• [Source passage]:
%%

AWS-F1-Developer-Labs/IDCT_Lab.md at master · JoyceLi-Xilinx/AWS-F1-Developer-Labs

AWS F1 Xilinx Developer Labs
Introduction	1. Connecting to your F1 instance	2. Experiencing F1 acceleration	3. Developing F1 applications	4. Wrapping-up

Developing, profiling and optimizing F1 applications with SDAccel

This tutorial is designed to teach the fundamentals of the SDAccel development environment and programming model. This includes: familiarizing with OpenCL, understanding software and hardware emulation flows, profiling performance and identifying how to optimize host and kernel code.

The kernel used in this tutorial is an Inverse Discrete Cosine Transform (IDCT), a function widely used in audio/image codecs such as HEVC.

To simplify this tutorial, a workspace preloaded with the initial project configuration is provided in the lab repository.

%%

• [Data entries]:
%%

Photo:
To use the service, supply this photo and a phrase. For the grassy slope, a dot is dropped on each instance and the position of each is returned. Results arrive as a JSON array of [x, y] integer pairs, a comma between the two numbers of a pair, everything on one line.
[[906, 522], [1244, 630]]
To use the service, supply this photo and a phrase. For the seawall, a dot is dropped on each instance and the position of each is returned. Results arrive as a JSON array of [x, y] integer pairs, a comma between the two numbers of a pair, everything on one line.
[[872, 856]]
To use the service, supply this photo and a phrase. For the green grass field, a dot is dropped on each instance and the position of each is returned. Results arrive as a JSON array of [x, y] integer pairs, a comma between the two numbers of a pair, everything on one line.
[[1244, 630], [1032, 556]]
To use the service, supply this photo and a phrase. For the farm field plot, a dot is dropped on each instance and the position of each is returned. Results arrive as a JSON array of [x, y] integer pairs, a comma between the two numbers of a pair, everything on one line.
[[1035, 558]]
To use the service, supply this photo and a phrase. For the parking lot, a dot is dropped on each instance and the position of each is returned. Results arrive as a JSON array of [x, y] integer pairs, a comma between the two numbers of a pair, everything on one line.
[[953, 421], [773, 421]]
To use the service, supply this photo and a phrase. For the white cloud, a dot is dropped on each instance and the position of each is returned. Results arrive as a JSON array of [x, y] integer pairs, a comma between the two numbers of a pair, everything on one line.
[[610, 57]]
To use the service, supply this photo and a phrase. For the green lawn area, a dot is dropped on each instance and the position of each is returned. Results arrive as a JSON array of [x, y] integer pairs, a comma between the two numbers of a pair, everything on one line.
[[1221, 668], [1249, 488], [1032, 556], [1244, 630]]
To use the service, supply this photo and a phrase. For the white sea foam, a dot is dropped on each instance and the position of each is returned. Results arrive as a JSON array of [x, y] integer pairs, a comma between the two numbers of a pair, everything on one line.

%%
%%

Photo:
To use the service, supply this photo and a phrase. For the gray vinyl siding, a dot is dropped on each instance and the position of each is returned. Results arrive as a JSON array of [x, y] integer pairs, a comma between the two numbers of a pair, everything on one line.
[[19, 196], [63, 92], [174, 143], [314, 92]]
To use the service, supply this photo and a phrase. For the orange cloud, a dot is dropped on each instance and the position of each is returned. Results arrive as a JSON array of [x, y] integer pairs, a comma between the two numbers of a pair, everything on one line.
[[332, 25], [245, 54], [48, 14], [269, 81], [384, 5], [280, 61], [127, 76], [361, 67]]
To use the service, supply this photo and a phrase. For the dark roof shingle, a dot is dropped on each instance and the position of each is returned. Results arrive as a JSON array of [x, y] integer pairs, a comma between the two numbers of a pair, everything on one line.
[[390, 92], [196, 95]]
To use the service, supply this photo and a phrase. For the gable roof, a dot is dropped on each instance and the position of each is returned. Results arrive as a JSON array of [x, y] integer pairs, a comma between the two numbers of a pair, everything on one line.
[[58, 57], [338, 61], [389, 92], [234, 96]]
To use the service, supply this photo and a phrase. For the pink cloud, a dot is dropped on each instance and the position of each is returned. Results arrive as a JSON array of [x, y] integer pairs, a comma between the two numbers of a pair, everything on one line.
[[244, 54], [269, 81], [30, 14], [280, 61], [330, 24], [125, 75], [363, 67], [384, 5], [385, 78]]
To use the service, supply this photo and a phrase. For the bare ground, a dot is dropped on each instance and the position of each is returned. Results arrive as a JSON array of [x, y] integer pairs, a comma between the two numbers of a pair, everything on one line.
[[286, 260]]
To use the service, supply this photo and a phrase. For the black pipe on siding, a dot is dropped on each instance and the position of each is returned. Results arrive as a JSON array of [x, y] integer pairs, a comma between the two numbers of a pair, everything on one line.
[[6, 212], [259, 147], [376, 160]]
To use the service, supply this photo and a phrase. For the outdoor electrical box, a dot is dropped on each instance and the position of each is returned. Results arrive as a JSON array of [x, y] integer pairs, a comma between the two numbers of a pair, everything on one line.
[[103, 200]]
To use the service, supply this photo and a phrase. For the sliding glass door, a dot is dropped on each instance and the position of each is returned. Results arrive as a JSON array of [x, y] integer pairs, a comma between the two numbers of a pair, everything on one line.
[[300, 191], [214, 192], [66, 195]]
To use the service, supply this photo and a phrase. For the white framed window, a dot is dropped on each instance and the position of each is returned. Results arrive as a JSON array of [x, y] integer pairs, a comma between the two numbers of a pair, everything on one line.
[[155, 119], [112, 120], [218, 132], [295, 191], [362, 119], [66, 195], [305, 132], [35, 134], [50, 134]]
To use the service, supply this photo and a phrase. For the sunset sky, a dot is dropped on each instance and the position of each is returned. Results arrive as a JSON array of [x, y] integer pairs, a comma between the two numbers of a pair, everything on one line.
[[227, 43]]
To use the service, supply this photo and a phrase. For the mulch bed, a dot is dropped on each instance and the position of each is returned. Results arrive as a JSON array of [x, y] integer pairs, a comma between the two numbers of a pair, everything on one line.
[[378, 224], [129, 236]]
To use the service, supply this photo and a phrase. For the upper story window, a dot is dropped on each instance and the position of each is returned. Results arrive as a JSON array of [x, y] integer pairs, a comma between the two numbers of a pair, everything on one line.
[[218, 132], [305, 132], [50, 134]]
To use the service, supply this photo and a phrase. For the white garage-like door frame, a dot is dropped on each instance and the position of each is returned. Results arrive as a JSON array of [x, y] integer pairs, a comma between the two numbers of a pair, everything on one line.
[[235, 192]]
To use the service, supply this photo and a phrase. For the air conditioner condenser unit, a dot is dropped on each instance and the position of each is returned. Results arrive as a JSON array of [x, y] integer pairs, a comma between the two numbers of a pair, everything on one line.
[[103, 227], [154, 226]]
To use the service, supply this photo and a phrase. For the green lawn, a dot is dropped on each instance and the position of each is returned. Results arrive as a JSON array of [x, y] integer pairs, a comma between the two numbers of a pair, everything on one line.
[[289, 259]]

%%

• [Goal]: Please reproduce the IDCT lab text above in full, word for word, from its first line to its last.

• [Response to the task]:
AWS-F1-Developer-Labs/IDCT_Lab.md at master · JoyceLi-Xilinx/AWS-F1-Developer-Labs

AWS F1 Xilinx Developer Labs
Introduction	1. Connecting to your F1 instance	2. Experiencing F1 acceleration	3. Developing F1 applications	4. Wrapping-up

Developing, profiling and optimizing F1 applications with SDAccel

This tutorial is designed to teach the fundamentals of the SDAccel development environment and programming model. This includes: familiarizing with OpenCL, understanding software and hardware emulation flows, profiling performance and identifying how to optimize host and kernel code.

The kernel used in this tutorial is an Inverse Discrete Cosine Transform (IDCT), a function widely used in audio/image codecs such as HEVC.

To simplify this tutorial, a workspace preloaded with the initial project configuration is provided in the lab repository.